══ INPUT DATA ══
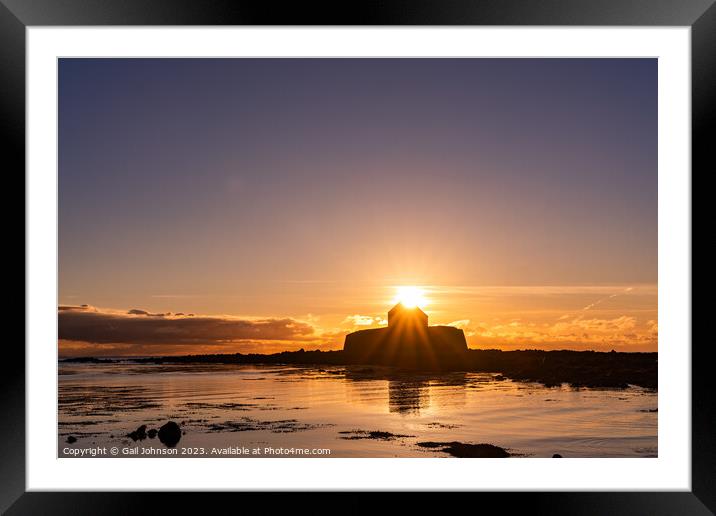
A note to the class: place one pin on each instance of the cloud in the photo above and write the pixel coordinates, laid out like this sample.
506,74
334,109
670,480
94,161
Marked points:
361,320
91,325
═══
● **DIRECTION**
Rewrite every row, changing "Marked points" to "Pinned points" wherever it appears and keeping everything else the same. Leave the pictures out of the rewritten rows.

● **REPLY TO THE EXERCISE**
A note to the class: place one pin on each instance of the cloud in the photo above and write the pixel coordinates, laid out like this sample.
506,74
334,109
670,480
94,161
Pinned points:
361,320
91,325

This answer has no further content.